### [TASK INPUTS]
--- START ---
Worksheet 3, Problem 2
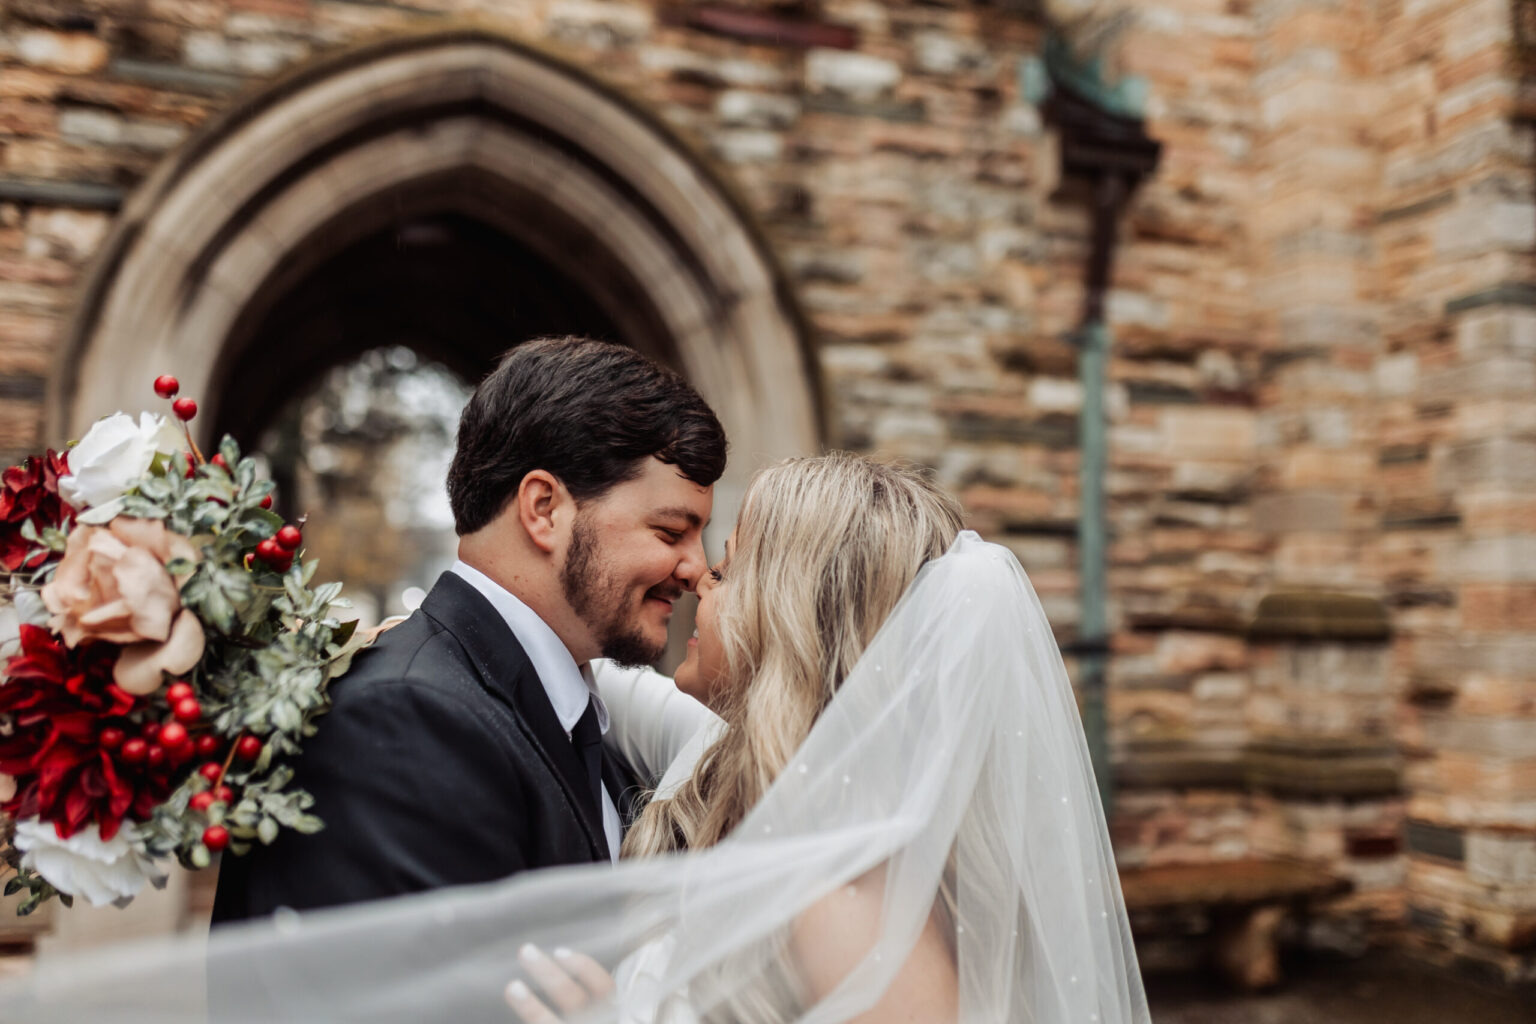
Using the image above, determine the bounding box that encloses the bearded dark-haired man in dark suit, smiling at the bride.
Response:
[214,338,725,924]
--- END ---
--- START ---
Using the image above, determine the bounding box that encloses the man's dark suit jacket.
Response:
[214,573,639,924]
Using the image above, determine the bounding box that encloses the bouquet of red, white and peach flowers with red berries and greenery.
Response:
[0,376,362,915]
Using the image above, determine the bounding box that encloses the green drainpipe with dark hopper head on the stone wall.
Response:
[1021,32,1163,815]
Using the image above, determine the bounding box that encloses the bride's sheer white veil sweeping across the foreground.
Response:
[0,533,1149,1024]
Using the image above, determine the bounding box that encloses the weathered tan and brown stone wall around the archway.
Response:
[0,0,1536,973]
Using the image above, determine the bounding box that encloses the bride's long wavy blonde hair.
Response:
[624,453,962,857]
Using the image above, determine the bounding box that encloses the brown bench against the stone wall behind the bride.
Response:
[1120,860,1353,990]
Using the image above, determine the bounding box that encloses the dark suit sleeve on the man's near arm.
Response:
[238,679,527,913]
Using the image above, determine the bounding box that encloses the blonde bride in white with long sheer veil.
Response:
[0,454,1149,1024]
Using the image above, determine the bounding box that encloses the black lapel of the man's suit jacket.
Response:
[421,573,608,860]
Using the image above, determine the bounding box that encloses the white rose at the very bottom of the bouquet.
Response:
--- END ---
Working through the records above, copy each line in which "blonde" is found.

Using the image above, determine the bounding box that encloses the bride's long wavy blonde hair.
Using the image above, determine the bounding box that encloses the blonde bride in white with long sheer veil.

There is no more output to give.